[Point labeling data from photos]
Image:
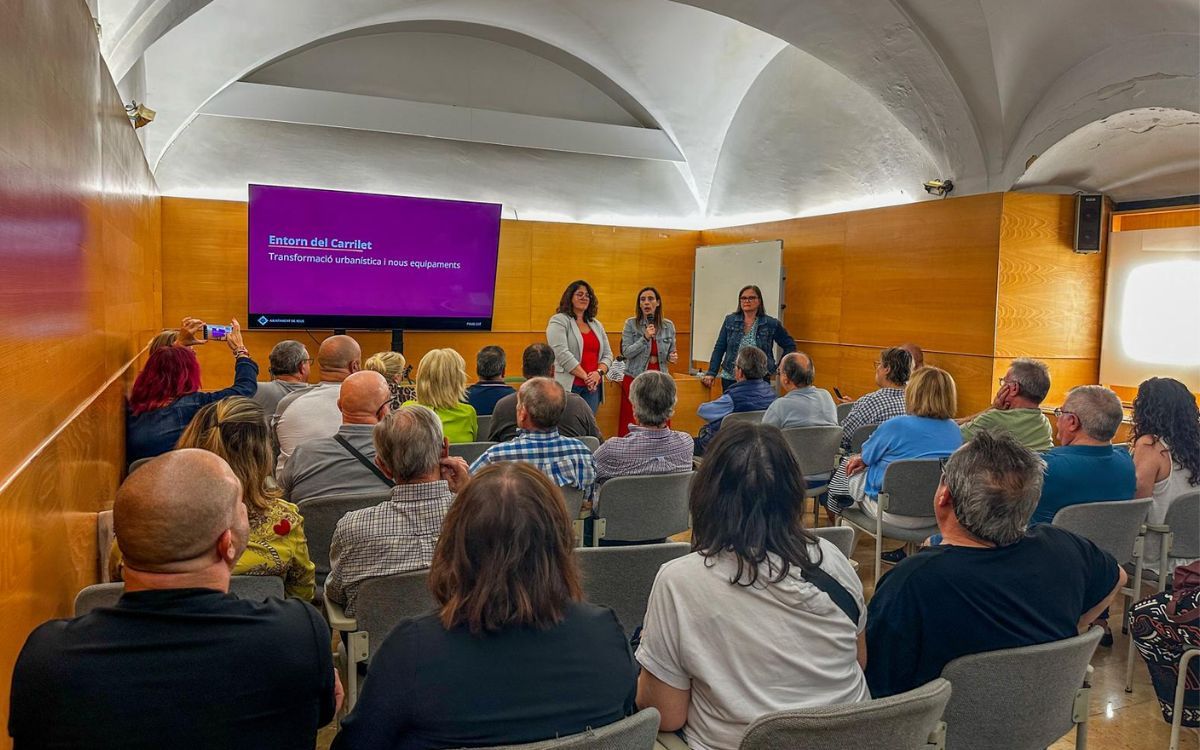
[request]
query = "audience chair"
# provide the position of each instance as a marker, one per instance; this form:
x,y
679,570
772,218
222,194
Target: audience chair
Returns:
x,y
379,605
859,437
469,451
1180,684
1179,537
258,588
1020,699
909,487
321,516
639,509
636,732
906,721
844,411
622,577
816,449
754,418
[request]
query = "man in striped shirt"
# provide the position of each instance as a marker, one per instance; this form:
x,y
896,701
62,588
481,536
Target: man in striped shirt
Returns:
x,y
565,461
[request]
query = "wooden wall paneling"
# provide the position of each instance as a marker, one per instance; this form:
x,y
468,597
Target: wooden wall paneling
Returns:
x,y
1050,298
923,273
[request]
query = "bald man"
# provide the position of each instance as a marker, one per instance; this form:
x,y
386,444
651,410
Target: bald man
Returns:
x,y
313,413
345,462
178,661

==

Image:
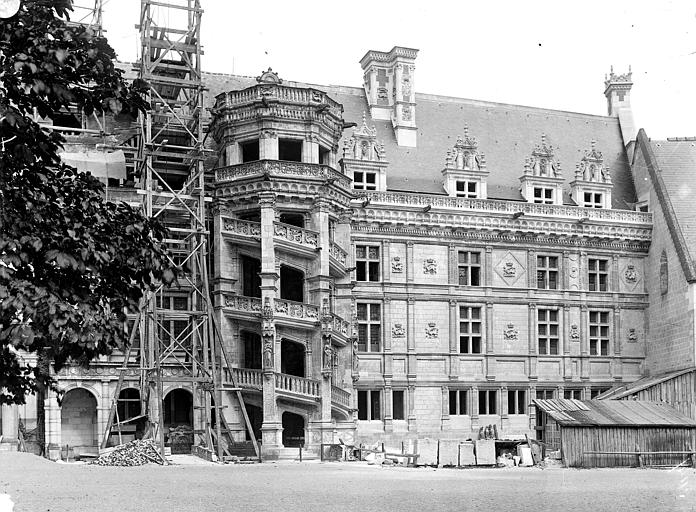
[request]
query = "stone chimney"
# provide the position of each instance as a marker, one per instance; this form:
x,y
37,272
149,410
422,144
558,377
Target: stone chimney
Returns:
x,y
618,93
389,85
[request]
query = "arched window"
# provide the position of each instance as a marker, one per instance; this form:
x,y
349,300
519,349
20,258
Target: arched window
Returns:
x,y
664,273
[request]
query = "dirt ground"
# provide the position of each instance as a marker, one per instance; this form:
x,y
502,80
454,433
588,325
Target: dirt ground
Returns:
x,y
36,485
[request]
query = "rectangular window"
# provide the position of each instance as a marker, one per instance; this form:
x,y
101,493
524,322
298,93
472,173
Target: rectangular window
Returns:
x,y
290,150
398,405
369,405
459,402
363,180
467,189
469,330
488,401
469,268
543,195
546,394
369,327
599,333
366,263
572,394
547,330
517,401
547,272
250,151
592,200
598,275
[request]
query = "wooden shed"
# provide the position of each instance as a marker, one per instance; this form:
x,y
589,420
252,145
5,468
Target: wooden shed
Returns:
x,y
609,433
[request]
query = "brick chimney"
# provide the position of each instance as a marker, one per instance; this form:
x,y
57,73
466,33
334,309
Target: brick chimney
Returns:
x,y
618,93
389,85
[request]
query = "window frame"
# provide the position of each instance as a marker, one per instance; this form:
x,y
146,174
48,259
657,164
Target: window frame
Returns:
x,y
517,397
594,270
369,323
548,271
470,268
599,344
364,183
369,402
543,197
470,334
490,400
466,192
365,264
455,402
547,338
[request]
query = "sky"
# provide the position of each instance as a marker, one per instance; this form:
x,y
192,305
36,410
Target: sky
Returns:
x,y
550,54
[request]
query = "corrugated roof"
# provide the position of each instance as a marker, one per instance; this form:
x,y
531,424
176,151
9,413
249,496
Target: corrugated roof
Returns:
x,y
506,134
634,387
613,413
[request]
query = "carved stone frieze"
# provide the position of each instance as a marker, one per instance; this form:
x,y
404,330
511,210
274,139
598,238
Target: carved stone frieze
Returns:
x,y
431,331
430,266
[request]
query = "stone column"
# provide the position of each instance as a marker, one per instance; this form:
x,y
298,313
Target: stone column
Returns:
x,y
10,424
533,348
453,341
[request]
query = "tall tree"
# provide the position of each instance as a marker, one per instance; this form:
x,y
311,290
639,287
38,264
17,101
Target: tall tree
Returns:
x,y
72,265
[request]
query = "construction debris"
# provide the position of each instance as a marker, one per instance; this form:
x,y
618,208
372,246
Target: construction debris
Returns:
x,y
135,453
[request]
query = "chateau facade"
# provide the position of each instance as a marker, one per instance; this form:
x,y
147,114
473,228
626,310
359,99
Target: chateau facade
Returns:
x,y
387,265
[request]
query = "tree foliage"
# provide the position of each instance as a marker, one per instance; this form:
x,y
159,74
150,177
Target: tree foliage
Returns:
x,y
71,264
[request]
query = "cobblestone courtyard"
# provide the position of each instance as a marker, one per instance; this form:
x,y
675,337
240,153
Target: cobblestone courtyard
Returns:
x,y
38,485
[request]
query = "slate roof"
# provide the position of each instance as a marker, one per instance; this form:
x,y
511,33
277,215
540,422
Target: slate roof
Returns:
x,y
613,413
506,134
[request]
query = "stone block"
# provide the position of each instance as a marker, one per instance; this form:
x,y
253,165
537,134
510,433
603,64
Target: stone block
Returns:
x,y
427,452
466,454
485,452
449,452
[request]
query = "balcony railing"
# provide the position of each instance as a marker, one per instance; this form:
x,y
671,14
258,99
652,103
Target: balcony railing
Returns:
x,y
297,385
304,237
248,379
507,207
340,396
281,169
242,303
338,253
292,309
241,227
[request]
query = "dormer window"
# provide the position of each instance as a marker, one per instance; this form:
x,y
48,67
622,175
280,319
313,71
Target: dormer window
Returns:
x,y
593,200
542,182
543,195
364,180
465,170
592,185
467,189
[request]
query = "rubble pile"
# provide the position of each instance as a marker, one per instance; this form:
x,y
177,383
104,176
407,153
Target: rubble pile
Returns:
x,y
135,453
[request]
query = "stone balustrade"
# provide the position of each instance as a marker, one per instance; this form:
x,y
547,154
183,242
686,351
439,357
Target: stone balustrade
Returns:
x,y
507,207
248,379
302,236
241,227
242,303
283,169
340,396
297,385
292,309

**What is asked**
Return each line in the rows that contains the word "rectangular".

**Solution to this problem**
query = "rectangular window"
Target: rectangular window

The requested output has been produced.